[Supplied material Boundary: Start]

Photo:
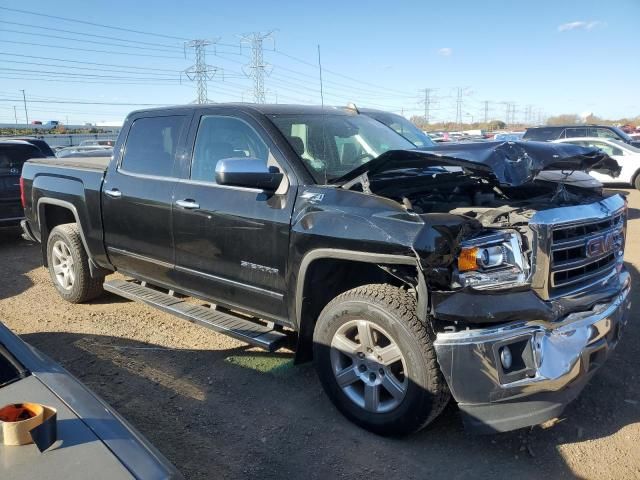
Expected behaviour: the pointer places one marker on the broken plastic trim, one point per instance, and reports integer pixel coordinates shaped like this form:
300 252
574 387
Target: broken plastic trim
508 163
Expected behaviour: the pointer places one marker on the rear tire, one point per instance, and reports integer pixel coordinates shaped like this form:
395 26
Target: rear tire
69 265
389 384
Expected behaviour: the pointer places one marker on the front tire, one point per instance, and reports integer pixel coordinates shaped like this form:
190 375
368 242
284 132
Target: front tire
376 360
69 265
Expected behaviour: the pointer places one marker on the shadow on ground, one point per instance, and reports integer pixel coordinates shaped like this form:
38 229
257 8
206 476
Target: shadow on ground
25 256
242 413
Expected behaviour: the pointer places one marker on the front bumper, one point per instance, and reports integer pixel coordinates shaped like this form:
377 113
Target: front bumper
551 363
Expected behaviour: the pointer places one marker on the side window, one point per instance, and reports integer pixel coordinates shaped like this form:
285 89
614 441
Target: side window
151 145
220 138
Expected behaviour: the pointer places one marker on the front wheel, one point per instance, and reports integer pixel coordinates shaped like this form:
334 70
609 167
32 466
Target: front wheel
376 360
69 265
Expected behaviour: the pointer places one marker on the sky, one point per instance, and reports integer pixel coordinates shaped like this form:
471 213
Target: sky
545 57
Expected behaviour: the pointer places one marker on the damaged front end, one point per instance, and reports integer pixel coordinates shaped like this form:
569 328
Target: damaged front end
522 253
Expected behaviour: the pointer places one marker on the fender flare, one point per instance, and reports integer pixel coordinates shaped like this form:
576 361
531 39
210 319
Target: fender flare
94 269
364 257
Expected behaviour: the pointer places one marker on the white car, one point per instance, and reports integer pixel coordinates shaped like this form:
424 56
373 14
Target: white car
627 156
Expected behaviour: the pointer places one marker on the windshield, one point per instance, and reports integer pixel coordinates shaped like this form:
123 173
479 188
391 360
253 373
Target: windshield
403 127
622 134
332 145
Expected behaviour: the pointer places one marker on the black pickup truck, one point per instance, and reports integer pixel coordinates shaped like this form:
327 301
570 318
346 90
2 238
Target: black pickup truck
489 272
13 154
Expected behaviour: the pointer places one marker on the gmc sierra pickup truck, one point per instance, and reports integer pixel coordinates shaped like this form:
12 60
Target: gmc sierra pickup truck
492 273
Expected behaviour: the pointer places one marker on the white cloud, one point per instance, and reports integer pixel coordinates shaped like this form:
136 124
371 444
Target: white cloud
580 25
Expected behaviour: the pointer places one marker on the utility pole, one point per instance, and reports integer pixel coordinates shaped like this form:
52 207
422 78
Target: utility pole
257 68
24 99
200 72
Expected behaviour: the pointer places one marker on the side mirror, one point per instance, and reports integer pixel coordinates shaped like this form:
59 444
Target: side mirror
248 172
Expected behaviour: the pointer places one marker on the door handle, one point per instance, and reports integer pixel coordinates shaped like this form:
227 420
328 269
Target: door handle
113 193
188 204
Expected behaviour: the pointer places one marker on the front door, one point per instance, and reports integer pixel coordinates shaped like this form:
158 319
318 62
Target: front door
137 198
231 243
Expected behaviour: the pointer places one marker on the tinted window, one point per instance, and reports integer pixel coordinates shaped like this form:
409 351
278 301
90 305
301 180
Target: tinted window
542 134
12 157
151 145
220 138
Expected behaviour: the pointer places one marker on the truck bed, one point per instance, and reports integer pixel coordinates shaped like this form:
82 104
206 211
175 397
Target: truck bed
91 163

[Supplied material Boundary: End]

• _Task description_
Output every record verbatim, skipping images.

• _Expected answer_
Photo:
Expected behaviour: the pointer places one marker on the broken plastic trim, one point per instance, and reports integer pixel coordinates shaped like this form:
300 252
574 387
Target: broken plastic trim
508 163
Expected behaviour: the pointer places one marker on the rear tire, one point per instance, and reports integer pixel coordinates shaped like this form:
395 26
Target: rear tire
69 265
389 384
Expected behaviour: the pointer places one marker on the front tire, one point per instance, and reports integer pixel coordinates shaped like this form:
190 375
368 242
284 132
Target: front tire
376 360
69 265
Expected behaviour: the pointer places one marker on the shadow on ground, one point per instance, and reports integer pixel coordinates shaped like this form:
38 229
257 8
206 476
Target: shadow on ground
25 256
242 413
Expected behaviour: the pointer places one marker on the front bumper, one point per instance, and reports integer pixel coordinates shaped like this form:
377 113
Target: front bumper
551 363
Expected behaviour: the pointer places one marker on the side window, one point per instance, and reports integer pixel coordinates shaped like this form:
285 89
614 441
Target: side window
151 145
220 138
Expected behaviour: the pointer places one marker on the front wheel, one point per instance, and reports integer pixel coordinates shaped like this form:
334 70
609 167
32 466
Target: front wheel
376 360
69 265
Expected behaviour: the pointer places one marker on the sky, one point per instance, and reports integer pixel coordinates shaped like this form:
471 213
Target: sky
545 57
Expected behaviour: the pointer places one marker on the damaged front end, one point per instance, and reports integer pixel coordinates shaped like this form:
569 328
Target: damaged front end
522 253
Expected behaviour: the pointer places one marker on the fender flare, one point per instance, and reports integer pixel coordinates shaped like this form:
576 361
531 39
210 319
Target: fender flare
94 269
364 257
Expected behaviour: the pointer places one marker on the white car, one point per instance, and reports integer pixel coordinates shaped like this form:
424 56
373 14
Target: white car
627 156
Expected behaviour: the pointer places one marker on the windshield, one point per instance, and reports integer pixel coordinates shaped like this form:
123 173
479 188
391 360
253 373
Target: windshield
403 127
622 134
332 145
Expected behaviour: the pointer places one marker on the black pickup truck, one point per instance, and reports integer pixel coordinates shaped like this form:
327 301
570 318
346 90
2 238
Target: black pickup truck
489 272
13 154
Expected behaviour: the pointer places one marker on the gmc sierra pickup truck, one point per instance, and reports integer pixel coordinates shaped like this form:
12 60
Target: gmc sierra pickup truck
492 273
Expected behaviour: the pointer places one marker on the white cloud, one point per instance, and reports integer pixel coordinates shaped like this form:
136 124
371 444
Target: white cloud
580 25
Expected behaviour: the pointer places one marker on the utility pole, one point per instance, and reports integer pixel coordinates shaped like this form:
52 207
422 78
Target: utility pole
257 68
24 99
200 72
Expected behaviour: the pointer places one marker on the side mirror, one point per instance, and reports integer pixel coordinates shaped like this form:
59 444
Target: side mirror
248 172
Expected behaviour: the pointer places one marker on the door handle, one point per instance, and reports integer pixel coordinates shaped like this form:
227 420
328 269
Target: door handle
113 193
188 204
Expected behaviour: the pointer places one marker on the front door, one point per instance, and reports integer pixel coordinates shaped like this form:
158 319
318 62
Target: front door
137 198
231 243
Expected behaviour: the pointer places one marker on the tinted window, one point per instance, and reports integer pixel coordinates shaped like this form:
409 351
278 301
90 305
301 180
Target: tinted window
542 134
12 157
151 145
220 138
Expected behaviour: the pointer places one marker on the truck bed, one point per instance, and reports integer pixel coordinates shaped like this form:
82 104
206 211
175 397
Target: truck bed
91 163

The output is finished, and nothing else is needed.